▶ _Stored records_

○ ○ ○ ○ ○ ○ ○

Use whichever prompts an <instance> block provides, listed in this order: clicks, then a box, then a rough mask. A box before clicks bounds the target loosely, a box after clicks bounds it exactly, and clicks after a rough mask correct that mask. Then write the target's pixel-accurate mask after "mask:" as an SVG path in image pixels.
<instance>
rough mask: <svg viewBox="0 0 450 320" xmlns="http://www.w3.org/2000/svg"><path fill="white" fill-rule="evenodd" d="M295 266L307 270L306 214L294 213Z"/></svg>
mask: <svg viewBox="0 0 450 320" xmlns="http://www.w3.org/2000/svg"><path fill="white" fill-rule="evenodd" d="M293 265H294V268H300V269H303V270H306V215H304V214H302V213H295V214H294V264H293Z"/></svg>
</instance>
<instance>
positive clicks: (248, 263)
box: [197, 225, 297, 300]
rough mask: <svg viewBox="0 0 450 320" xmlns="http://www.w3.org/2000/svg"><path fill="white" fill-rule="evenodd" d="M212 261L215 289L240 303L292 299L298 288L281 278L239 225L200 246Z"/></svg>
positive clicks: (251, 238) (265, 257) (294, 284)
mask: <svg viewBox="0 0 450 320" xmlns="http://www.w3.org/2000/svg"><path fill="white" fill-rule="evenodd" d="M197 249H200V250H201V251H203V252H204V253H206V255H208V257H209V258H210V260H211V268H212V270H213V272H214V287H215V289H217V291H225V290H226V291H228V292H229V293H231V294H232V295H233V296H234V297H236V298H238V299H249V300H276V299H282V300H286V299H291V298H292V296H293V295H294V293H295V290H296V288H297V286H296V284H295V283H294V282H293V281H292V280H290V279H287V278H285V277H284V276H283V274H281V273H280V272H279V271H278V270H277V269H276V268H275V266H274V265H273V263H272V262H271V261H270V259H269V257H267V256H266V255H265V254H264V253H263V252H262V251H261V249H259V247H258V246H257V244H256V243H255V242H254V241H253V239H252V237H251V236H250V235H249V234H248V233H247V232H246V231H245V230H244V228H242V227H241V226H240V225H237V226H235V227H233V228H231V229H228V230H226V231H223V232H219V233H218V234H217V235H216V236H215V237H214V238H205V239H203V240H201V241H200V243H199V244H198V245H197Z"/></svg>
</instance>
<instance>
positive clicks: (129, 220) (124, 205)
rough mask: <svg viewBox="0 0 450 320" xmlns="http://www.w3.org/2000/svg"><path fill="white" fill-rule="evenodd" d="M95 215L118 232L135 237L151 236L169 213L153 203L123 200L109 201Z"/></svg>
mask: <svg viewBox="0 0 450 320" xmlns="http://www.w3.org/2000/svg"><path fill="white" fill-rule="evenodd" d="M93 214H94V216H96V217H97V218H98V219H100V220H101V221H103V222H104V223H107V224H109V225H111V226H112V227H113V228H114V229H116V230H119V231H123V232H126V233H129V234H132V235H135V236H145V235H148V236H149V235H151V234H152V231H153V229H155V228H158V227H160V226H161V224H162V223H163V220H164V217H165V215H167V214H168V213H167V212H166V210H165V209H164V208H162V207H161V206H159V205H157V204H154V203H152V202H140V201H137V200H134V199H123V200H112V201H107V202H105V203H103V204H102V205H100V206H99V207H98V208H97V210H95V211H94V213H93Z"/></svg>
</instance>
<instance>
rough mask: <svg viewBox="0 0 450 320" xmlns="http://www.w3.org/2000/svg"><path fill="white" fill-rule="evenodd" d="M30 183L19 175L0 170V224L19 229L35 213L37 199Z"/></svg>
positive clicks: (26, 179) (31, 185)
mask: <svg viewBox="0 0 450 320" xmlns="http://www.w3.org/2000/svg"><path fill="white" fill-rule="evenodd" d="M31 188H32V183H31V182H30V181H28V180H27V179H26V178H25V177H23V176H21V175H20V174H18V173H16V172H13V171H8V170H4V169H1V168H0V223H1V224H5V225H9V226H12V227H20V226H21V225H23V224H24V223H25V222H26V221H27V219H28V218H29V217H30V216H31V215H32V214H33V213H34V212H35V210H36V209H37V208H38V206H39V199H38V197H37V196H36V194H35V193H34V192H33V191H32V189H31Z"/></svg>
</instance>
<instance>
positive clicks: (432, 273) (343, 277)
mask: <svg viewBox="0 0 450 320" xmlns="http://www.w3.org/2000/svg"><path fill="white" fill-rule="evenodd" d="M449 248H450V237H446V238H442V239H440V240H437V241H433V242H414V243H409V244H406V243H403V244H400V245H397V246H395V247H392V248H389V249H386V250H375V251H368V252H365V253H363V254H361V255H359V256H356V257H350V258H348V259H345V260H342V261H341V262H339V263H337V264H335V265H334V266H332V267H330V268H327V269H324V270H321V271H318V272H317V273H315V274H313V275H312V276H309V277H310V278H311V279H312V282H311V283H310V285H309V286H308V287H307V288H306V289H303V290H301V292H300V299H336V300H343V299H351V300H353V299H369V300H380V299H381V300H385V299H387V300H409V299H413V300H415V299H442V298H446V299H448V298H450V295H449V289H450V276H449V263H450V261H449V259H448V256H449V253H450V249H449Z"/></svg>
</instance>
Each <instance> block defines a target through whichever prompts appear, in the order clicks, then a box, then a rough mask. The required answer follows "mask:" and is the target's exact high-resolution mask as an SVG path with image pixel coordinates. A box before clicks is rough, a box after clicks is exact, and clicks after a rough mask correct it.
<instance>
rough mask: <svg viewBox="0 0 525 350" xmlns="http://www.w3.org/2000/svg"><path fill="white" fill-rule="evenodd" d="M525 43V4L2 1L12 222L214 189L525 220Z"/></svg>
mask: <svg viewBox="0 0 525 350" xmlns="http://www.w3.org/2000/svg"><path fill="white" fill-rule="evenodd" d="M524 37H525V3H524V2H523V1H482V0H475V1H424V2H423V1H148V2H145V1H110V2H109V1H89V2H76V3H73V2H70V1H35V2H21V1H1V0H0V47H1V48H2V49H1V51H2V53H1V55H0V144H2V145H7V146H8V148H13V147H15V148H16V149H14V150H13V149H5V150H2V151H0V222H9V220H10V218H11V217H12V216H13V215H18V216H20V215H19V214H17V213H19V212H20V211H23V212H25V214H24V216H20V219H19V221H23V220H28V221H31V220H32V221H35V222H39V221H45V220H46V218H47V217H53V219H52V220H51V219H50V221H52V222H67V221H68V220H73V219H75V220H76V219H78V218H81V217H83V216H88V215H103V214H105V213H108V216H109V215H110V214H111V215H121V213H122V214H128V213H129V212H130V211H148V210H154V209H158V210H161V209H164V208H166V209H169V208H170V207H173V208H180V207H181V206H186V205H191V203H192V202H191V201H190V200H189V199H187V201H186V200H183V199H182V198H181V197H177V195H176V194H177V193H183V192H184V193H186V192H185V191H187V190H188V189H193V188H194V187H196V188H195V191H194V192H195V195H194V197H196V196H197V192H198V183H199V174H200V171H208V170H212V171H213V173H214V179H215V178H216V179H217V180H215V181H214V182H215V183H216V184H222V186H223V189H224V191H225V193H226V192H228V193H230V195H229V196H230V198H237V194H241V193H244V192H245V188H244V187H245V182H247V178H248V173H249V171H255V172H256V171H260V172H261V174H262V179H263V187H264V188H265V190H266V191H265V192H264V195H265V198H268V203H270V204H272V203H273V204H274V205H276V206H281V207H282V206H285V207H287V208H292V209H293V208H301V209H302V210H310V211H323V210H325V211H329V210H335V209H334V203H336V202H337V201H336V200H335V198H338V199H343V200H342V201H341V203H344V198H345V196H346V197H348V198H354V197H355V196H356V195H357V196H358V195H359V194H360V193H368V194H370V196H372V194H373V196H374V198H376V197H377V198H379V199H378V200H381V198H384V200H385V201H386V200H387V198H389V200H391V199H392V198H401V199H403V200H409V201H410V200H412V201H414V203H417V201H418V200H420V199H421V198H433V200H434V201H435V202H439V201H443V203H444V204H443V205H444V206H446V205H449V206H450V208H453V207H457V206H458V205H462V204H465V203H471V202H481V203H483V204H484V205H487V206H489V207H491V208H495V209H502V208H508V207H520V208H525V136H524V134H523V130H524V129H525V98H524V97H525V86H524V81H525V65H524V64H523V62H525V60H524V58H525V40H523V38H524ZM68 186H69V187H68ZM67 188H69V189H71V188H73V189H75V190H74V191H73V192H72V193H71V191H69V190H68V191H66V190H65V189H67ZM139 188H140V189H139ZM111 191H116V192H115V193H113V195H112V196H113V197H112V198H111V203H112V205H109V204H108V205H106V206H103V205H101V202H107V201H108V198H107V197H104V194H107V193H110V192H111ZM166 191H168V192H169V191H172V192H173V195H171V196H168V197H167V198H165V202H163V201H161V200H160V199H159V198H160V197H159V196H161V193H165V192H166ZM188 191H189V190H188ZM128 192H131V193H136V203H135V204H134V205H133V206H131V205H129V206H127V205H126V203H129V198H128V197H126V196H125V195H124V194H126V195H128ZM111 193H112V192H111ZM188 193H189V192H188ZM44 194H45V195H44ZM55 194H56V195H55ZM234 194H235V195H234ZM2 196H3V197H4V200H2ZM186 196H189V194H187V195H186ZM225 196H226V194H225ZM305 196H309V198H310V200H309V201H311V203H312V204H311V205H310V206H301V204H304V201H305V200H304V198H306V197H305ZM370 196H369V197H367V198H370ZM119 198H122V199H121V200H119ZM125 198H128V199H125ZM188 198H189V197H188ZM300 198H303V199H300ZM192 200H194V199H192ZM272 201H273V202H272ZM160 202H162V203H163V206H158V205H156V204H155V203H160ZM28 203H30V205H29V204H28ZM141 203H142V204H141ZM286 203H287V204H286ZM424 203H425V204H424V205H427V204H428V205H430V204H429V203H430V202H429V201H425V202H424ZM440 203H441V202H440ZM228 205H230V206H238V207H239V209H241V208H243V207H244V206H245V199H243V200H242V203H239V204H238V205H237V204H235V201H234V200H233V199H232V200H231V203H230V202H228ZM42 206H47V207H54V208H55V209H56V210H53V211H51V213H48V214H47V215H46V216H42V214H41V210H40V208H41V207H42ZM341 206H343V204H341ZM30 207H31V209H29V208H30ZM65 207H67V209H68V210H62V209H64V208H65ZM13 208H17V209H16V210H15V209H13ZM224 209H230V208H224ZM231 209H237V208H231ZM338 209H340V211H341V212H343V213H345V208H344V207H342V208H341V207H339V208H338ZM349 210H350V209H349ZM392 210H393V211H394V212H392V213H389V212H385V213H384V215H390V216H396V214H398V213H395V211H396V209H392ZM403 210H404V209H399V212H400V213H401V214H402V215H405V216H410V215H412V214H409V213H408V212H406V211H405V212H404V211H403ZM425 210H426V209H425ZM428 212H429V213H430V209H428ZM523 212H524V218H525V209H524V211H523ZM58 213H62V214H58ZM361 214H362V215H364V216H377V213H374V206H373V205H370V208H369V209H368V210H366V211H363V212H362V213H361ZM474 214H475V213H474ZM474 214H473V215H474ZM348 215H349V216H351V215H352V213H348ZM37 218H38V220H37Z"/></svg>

○ ○ ○ ○ ○ ○ ○

▶ _Goal of the exercise_
Please replace "rough mask" with "coarse mask" in the part that opens with the line containing "261L215 289L240 303L292" and closes with the line containing "positive clicks: (251, 238)", and give those lines back with everything else unchanged.

▶ _Response for this exercise_
coarse mask: <svg viewBox="0 0 450 320" xmlns="http://www.w3.org/2000/svg"><path fill="white" fill-rule="evenodd" d="M212 261L215 289L240 303L292 299L298 288L281 278L239 225L200 246Z"/></svg>
positive clicks: (251, 238) (265, 257) (294, 284)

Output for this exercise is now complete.